[Что нужно сделать A] Воспроизведите записи без изменений: всё от первой строки записей вниз до строки, содержащей «point(564, 112)», включая обе границы. Изображения в ответ не переносите.
[Что нужно сделать B] Допишите продолжение текста о белорусском городке Хойники, начиная сразу после его последнего предложения.

А сначала там такие слова:
«Не понять не ждавшим им,
как среди огня
ожиданием своим
ты спасла меня».
Итак, мы с Петром Пушкиным добрались до белорусского городка Хойники. Сейчас он печально известен, наверно, всему миру, т.к. находится в центре зоны радиоактивного заражения Чернобыля. Я сначала записал: «И должен быть покинут жителями». Но уже не один раз видел по телевизору, что многие жители зараженных участков продолжают там жить, их никто и нигде не ждет, государство не очень-то заботится о них, а внешне зараженность местности не проявляется. Вот они и продолжают жить в смертельно опасной зоне: на Украине 50-70 тысяч, в Белоруссии 100-120 тысяч, в Брянской области 150-160 тысяч человек. А ведь эта зона распространяется и на Тульскую и Калужскую области. А кроме своих жителей там немало беженцев (в основном русских) из Чечни, Грузии, Узбекистана, Азербайджана, Таджикистана и других «райских» мест, которых за последнее время появилось немало, эти-то совсем никому не нужны.
Тогда же это был маленький городок - районный центр в Гомельской области с тупиковой железнодорожной веткой от станции Василевичи (недалеко от г. Речица). Я сейчас почему-то просто не помню, были ли там разрушения (наверное все-таки были), но там, где разместили основную часть людей и технику, а это были бывший партизанский лагерь Ковпака с экзотическим названием «Качай-Болото» и деревня на значительном расстоянии, многое было полностью разрушено (впрочем, сам лагерь состоял из землянок и разрушения там были без особого труда восстановимые). Секретарем райкома партии был бывший командир партизанского отряда, Герой Советского Союза, председателем райисполкома - начальник штаба отряда Сабуров. Это не тот знаменитый в войну партизанский генерал, Герой Советского Союза, а его однофамилец. У него, правда, тоже были боевые ордена. Да и вообще, вся власть в районе, как, впрочем, и в республике, была в руках бывших партизан, что по тем временам было вполне естественно. Помнится, мне как-то раз довелось присутствовать на районной партийной конференции, там у большинства делегатов были боевые награды. А ордена и медали тогда даже на фронте носили постоянно. Орденские ленточки появились позже. И еще одно наблюдение оттуда же: у многих делегатов было личное оружие. Помнится, как на той же конференции секретарь райкома партии ругал редактора районной газеты: «Он должен кохать жену, а не бегать за ней с пистолетом». Вообще приобретение оружия в этот период не являлось большой проблемой.

[Исходные данные]
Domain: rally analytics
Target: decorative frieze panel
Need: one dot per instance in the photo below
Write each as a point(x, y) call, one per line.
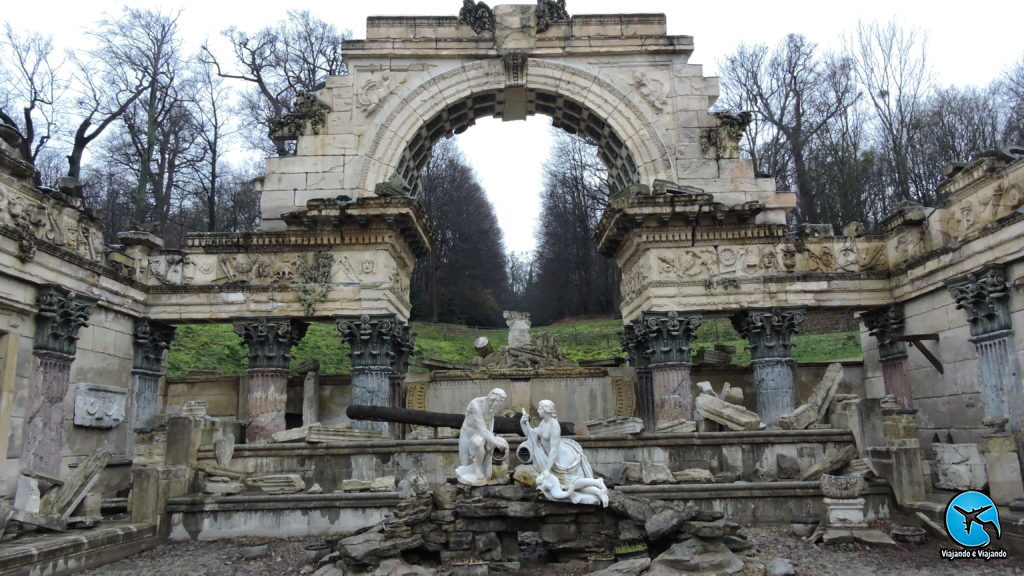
point(34, 218)
point(270, 341)
point(97, 406)
point(886, 324)
point(985, 298)
point(60, 315)
point(769, 332)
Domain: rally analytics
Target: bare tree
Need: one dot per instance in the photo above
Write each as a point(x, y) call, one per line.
point(35, 86)
point(279, 62)
point(798, 93)
point(892, 70)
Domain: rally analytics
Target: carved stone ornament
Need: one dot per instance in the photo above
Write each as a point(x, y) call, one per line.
point(59, 317)
point(151, 339)
point(650, 89)
point(375, 90)
point(270, 341)
point(550, 11)
point(985, 298)
point(769, 332)
point(377, 341)
point(477, 15)
point(98, 406)
point(669, 335)
point(886, 323)
point(308, 111)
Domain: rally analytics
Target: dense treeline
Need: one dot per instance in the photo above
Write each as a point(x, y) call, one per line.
point(142, 129)
point(464, 279)
point(857, 131)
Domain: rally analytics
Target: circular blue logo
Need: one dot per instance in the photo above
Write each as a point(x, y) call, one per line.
point(972, 520)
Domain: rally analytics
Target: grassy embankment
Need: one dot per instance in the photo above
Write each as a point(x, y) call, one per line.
point(217, 347)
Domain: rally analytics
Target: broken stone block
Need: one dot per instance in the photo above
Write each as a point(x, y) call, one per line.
point(696, 557)
point(655, 472)
point(786, 467)
point(832, 463)
point(729, 415)
point(278, 484)
point(354, 485)
point(680, 425)
point(958, 466)
point(813, 411)
point(614, 424)
point(222, 485)
point(693, 476)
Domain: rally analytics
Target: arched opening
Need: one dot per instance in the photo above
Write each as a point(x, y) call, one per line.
point(564, 112)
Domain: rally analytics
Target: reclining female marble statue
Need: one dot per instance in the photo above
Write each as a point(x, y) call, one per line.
point(477, 440)
point(562, 469)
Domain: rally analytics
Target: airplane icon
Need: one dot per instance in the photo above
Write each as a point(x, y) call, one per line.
point(971, 518)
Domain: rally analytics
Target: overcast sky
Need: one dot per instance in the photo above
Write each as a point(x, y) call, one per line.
point(969, 44)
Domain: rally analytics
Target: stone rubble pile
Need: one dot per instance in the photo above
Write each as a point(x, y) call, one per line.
point(480, 530)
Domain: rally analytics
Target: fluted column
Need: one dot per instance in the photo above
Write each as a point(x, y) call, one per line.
point(59, 317)
point(151, 339)
point(379, 346)
point(985, 298)
point(269, 344)
point(668, 340)
point(769, 334)
point(886, 324)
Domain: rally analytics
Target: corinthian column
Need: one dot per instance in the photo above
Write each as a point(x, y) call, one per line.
point(269, 344)
point(151, 339)
point(379, 346)
point(886, 324)
point(769, 333)
point(59, 317)
point(668, 339)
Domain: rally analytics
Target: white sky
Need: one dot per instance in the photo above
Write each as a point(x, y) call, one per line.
point(969, 44)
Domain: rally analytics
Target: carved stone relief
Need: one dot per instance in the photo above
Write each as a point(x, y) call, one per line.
point(97, 406)
point(376, 89)
point(650, 89)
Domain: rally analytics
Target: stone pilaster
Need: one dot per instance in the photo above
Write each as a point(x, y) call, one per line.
point(634, 341)
point(151, 339)
point(985, 298)
point(769, 334)
point(59, 317)
point(380, 346)
point(668, 339)
point(886, 324)
point(269, 344)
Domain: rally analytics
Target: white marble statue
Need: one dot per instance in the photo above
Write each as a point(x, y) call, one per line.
point(477, 440)
point(562, 469)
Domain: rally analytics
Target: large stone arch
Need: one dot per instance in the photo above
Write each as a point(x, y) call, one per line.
point(576, 98)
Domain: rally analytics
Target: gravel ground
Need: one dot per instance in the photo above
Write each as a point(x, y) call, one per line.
point(223, 558)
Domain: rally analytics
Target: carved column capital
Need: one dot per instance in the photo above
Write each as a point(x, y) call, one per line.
point(270, 341)
point(769, 331)
point(60, 315)
point(377, 341)
point(886, 324)
point(668, 336)
point(151, 339)
point(985, 297)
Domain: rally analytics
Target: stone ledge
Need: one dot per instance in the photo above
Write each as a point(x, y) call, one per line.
point(71, 552)
point(283, 502)
point(739, 490)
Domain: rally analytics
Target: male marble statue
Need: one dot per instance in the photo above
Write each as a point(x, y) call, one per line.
point(563, 471)
point(477, 440)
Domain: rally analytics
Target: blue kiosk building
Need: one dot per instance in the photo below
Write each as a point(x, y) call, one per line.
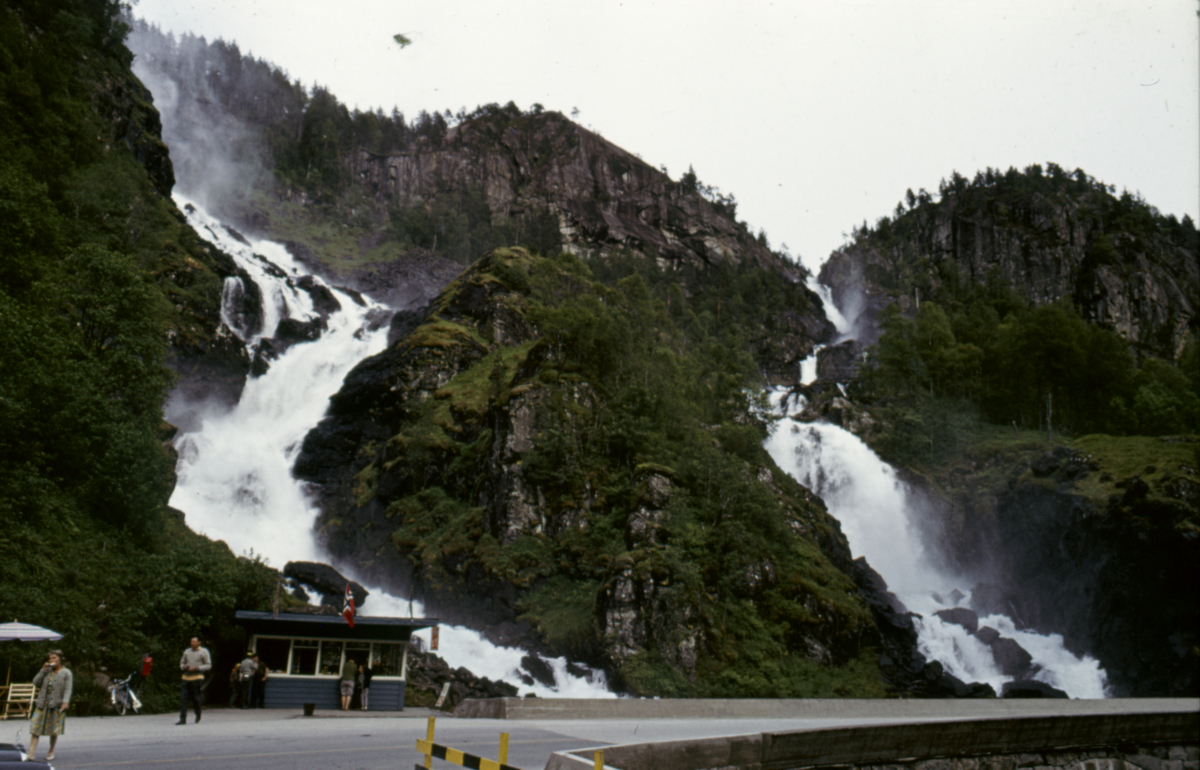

[Письменный ответ A]
Domain: rally analytics
Target: decorative frieze panel
Need: one dot per instance in the photo below
Write each as a point(x, y) call, one per line.
point(34, 218)
point(270, 341)
point(97, 406)
point(886, 324)
point(985, 298)
point(60, 315)
point(769, 332)
Domain: rally analytics
Target: bare tree
Need: one dot per instance in the photo above
Write each as a point(x, y) call, one per line.
point(35, 86)
point(279, 62)
point(798, 93)
point(892, 70)
Domain: rally analytics
Target: carved stone ornament
Need: one dot per instance in the photo above
Write each as a point(x, y) call, one per line.
point(59, 317)
point(151, 339)
point(650, 89)
point(375, 90)
point(270, 341)
point(550, 11)
point(985, 298)
point(769, 332)
point(377, 341)
point(477, 15)
point(98, 406)
point(669, 335)
point(886, 323)
point(308, 111)
Domain: rally analytics
Target: dense treeline
Need: one dot per instance in the photo above
Write each as a point(x, y) call, one per line.
point(142, 129)
point(464, 279)
point(857, 131)
Domain: rally analytics
Target: circular blue logo
Need: one dot per instance in the photo above
Write each as a point(x, y) call, one per line.
point(972, 520)
Domain: rally analytics
Target: grassy embankment
Need: one dot per instance in the photo above
Write each as a point(x, y) call, one per line.
point(217, 347)
Domain: rally analytics
Target: broken stone block
Need: one dot per instance in the photo above
Write each as a point(x, y) call, one per line.
point(696, 557)
point(655, 472)
point(786, 467)
point(832, 463)
point(729, 415)
point(278, 484)
point(354, 485)
point(680, 425)
point(958, 466)
point(813, 411)
point(614, 424)
point(222, 485)
point(693, 476)
Domain: rally analytics
Target: arched opening
Need: one dot per instance in the photo above
Write each as a point(x, y) call, one per line.
point(564, 112)

[Письменный ответ B]
От нашего лагеря до ближайшей деревни шла грунтовая дорога, по которой наши машины возили лес. Вдоль этой дороги по одну сторону были сложены наши и немецкие мины и снаряды, патроны, гранаты и даже немецкие винтовки. Рассказывали, что это саперы производили разминирование и складировали то, что обнаружили. Мы уехали оттуда в апреле сорок восьмого года, а все это оружие так и оставалось вдоль дороги.
Вокруг лагеря было много торфяных болот, которые иногда горели. Время от времени в лесу были слышны взрывы. Вполне возможно, что это взрывались не разминированные боеприпасы. Допускаю, что там и до сего времени не все очищено. Как-то показывали по телевизору, что при рытье котлована в Вологде - там собирались строить жилой дом - обнаружили ФАБ-100. А это в большом городе, что уж говорить про болото. Кроме того, где-то поблизости от нашего лагеря жили люди, это были бывшие пособники полицаев, дезертиры и просто уголовники. По понятиям того времени они вели себя тихо.
Мне рассказывал секретарь райкома партии, который несколько раз заезжал к нам заправлять свою машину, у них были сложности с горючим, а нас все-таки обеспечивали, так вот, он говорил, что практически всех полицаев и предателей выловили. Осталась «мелкота». Им объявлена амнистия и многие выходят из леса. А выловить всех у районного начальства пока нет сил. Эти «лесовики» изредка грабили сельские лавки, но случаев убийств практически не было. Впрочем, позже я слышал, что где-то в глухой деревне (и не в нашем районе) вырезали семью активиста.
Я с ними («лесовиками») встречался дважды. Однажды ночью проверял караул. Услышал негромкий разговор около наших тракторов. Оказалось, у нас был солдат-баптист (была большая текучесть послевоенных кадров, так что попадались всякие). Заступив на пост, он оставлял винтовку и «охранял» без оружия. Мне он объяснил: «Они знают, что я их не трону, поэтому они не тронут и меня». Вот такой был «охранник». Не знаю, как он снюхался с «лесовиками», но оказывается, он разрешал им брать у нас солярку, видимо, для освещения землянок, где они жили. И еще случай. Был у нас в роте молодой жеребец-трёхлетка. А из Германии мы привезли шикарное английское седло. Я часто ездил по лесным делянкам, заставляя его прыгать через лежащие бревна. Однажды поздно вечером, помню, была яркая луна, я ехал верхом по тропинке. Вдруг, впереди увидел человека с автоматом. Он вышел из кустов метров за 15-20. Я поднял жеребца на дыбы, я не раз с ним развлекался подобным образом, и конь меня легко слушался. На задних ногах я развернул его в обратную сторону и увидел, что там стоит еще один вооруженный человек. Думаю, что они узнали меня, т.к. что-то сказали друг другу и исчезли в кустах, отбив у меня охоту ездить вечерами. Думаю, что при желании они могли пострелять нас и в светлое время.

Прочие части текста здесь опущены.